Task requirements:
Identify each line in the rows that contains the string "fence" and copy those lines. Treat uppercase and lowercase as different.

Records from a dataset:
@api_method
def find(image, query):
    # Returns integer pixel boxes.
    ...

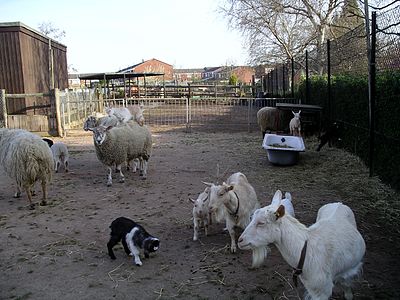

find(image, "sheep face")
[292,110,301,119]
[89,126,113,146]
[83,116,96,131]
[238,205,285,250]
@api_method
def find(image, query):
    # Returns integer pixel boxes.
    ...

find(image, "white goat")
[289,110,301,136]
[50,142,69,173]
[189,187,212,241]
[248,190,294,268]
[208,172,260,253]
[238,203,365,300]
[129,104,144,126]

* * *

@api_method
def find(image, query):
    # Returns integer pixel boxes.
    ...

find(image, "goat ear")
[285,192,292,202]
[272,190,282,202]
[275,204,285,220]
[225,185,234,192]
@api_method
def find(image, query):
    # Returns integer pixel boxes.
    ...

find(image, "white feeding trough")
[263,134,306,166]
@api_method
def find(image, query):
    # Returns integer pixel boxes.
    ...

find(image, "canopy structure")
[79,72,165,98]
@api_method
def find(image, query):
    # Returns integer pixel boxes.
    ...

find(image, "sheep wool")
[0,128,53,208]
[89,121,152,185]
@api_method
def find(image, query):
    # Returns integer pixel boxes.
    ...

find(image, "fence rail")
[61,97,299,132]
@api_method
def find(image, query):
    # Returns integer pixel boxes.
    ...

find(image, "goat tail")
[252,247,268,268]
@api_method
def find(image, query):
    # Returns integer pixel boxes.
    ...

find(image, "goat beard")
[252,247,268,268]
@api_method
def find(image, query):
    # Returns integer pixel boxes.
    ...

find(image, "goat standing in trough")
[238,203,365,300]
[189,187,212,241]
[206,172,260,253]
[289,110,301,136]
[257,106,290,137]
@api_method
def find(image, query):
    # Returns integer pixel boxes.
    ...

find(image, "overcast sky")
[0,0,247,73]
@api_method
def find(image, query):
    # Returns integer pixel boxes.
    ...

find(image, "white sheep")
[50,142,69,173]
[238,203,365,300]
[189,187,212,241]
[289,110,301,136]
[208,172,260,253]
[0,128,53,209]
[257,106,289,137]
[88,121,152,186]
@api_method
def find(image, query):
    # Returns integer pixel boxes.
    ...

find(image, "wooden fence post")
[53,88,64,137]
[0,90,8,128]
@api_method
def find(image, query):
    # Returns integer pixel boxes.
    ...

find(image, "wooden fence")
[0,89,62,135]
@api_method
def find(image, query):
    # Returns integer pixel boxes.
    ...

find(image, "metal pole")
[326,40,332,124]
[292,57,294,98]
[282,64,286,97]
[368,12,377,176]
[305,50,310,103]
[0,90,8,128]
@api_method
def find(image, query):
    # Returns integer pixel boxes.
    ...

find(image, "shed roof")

Worked answer:
find(image, "fence rail")
find(image, "wooden fence post")
find(image, "wooden fence")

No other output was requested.